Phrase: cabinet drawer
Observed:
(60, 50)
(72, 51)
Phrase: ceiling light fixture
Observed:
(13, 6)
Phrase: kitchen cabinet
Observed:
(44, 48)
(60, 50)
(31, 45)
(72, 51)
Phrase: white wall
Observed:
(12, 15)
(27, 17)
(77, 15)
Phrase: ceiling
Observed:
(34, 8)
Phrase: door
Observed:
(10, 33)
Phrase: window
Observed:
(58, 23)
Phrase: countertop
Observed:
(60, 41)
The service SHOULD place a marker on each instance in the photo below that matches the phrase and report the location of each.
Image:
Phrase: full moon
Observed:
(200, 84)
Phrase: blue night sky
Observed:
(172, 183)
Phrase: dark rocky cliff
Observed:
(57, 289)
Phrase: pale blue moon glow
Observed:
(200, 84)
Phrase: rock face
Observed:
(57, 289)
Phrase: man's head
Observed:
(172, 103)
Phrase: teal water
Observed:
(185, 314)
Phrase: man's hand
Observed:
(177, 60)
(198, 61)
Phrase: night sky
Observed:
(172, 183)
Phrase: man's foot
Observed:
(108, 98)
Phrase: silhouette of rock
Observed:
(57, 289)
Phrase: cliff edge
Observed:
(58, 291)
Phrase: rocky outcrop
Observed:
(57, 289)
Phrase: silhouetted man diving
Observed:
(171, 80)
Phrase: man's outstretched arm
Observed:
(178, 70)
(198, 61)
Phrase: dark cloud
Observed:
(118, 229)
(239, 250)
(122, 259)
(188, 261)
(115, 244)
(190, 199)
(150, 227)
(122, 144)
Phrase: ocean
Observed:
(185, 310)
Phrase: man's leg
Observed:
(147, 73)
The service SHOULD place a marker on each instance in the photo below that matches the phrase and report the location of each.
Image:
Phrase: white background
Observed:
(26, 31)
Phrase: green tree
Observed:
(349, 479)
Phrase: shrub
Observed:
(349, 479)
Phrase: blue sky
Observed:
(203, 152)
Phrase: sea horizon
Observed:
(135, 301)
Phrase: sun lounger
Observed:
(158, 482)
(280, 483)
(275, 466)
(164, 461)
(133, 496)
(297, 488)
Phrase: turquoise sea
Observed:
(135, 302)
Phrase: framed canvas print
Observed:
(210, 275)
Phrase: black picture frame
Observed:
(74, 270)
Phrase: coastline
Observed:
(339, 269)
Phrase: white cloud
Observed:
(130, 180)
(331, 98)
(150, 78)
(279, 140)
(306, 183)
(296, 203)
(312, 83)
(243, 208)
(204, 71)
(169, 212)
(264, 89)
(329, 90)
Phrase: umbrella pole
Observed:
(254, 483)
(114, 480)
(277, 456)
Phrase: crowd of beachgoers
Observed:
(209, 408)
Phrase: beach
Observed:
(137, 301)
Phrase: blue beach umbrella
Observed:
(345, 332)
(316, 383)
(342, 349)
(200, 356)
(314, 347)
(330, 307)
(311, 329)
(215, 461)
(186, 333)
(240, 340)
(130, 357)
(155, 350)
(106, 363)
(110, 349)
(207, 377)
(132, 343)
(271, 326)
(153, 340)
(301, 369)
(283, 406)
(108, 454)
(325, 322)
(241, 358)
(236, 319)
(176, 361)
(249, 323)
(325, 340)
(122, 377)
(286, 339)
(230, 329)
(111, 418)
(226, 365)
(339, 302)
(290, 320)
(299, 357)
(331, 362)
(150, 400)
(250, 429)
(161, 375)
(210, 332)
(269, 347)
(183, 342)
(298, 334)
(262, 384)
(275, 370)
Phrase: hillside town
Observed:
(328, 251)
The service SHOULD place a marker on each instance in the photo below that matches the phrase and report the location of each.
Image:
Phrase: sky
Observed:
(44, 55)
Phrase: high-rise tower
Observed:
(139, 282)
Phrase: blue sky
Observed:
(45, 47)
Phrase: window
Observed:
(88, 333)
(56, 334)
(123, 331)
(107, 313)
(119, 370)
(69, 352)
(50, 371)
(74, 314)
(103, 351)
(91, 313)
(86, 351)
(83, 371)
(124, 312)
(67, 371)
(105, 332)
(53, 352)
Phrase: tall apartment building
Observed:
----------------
• **Problem to solve**:
Restate the entries above word for word.

• **Worked solution**:
Phrase: cabinet drawer
Observed:
(60, 50)
(72, 51)
Phrase: ceiling light fixture
Observed:
(13, 6)
Phrase: kitchen cabinet
Observed:
(44, 48)
(60, 50)
(31, 45)
(72, 51)
Phrase: white wall
Observed:
(12, 15)
(27, 17)
(77, 15)
Phrase: ceiling
Observed:
(34, 8)
Phrase: door
Observed:
(10, 33)
Phrase: window
Observed:
(58, 23)
Phrase: countertop
Observed:
(60, 41)
The service SHOULD place a marker on each instance in the photo below that matches the phrase and report the location of each.
Image:
Phrase: full moon
Observed:
(200, 84)
Phrase: blue night sky
Observed:
(172, 183)
Phrase: dark rocky cliff
Observed:
(57, 289)
Phrase: pale blue moon glow
Observed:
(200, 84)
Phrase: rock face
Observed:
(57, 289)
Phrase: man's head
Observed:
(172, 103)
Phrase: teal water
Observed:
(185, 314)
Phrase: man's hand
Observed:
(177, 60)
(198, 61)
Phrase: night sky
Observed:
(172, 183)
Phrase: man's foot
Observed:
(108, 98)
Phrase: silhouette of rock
Observed:
(57, 289)
Phrase: cliff edge
Observed:
(58, 291)
Phrase: rocky outcrop
Observed:
(57, 289)
Phrase: silhouetted man diving
Observed:
(171, 80)
Phrase: man's outstretched arm
Observed:
(178, 70)
(198, 61)
Phrase: dark cloud
Observed:
(118, 229)
(239, 250)
(122, 259)
(188, 261)
(115, 244)
(190, 199)
(150, 227)
(122, 144)
Phrase: ocean
Observed:
(185, 310)
Phrase: man's leg
Observed:
(147, 73)
The service SHOULD place a marker on each instance in the photo below that matches the phrase and report the location of each.
Image:
Phrase: white background
Observed:
(26, 31)
Phrase: green tree
Observed:
(349, 479)
Phrase: shrub
Observed:
(349, 479)
Phrase: blue sky
Observed:
(203, 152)
Phrase: sea horizon
Observed:
(135, 301)
Phrase: sun lounger
Observed:
(158, 482)
(280, 483)
(275, 466)
(164, 461)
(133, 496)
(297, 488)
Phrase: turquoise sea
Observed:
(135, 302)
Phrase: framed canvas print
Observed:
(210, 275)
Phrase: black picture frame
Observed:
(74, 270)
Phrase: coastline
Observed:
(339, 269)
Phrase: white cloud
Observed:
(130, 180)
(331, 98)
(150, 78)
(279, 140)
(306, 183)
(296, 203)
(312, 83)
(243, 208)
(204, 71)
(169, 212)
(264, 89)
(329, 90)
Phrase: umbrella pole
Observed:
(254, 483)
(114, 480)
(277, 456)
Phrase: crowd of beachgoers
Observed:
(209, 408)
Phrase: beach
Observed:
(137, 301)
Phrase: blue beach umbrella
Observed:
(345, 332)
(316, 383)
(342, 349)
(200, 356)
(314, 347)
(330, 307)
(311, 329)
(215, 461)
(186, 333)
(240, 340)
(130, 357)
(155, 350)
(106, 363)
(110, 349)
(207, 377)
(132, 343)
(271, 326)
(153, 340)
(301, 369)
(283, 406)
(108, 454)
(325, 322)
(241, 358)
(236, 319)
(176, 361)
(249, 323)
(325, 340)
(122, 377)
(286, 339)
(230, 329)
(111, 418)
(226, 365)
(339, 302)
(290, 320)
(299, 357)
(331, 362)
(150, 400)
(250, 429)
(161, 375)
(210, 332)
(269, 347)
(183, 342)
(298, 334)
(262, 384)
(275, 370)
Phrase: hillside town
Observed:
(328, 251)
The service SHOULD place a marker on each instance in the photo below that matches the phrase and report the location of each.
Image:
Phrase: sky
Observed:
(44, 55)
Phrase: high-rise tower
Observed:
(139, 282)
Phrase: blue sky
Observed:
(45, 47)
Phrase: window
Observed:
(88, 333)
(56, 334)
(123, 331)
(107, 313)
(119, 370)
(69, 352)
(50, 371)
(74, 314)
(103, 351)
(91, 313)
(86, 351)
(83, 371)
(124, 312)
(67, 371)
(105, 332)
(53, 352)
Phrase: tall apartment building
Observed:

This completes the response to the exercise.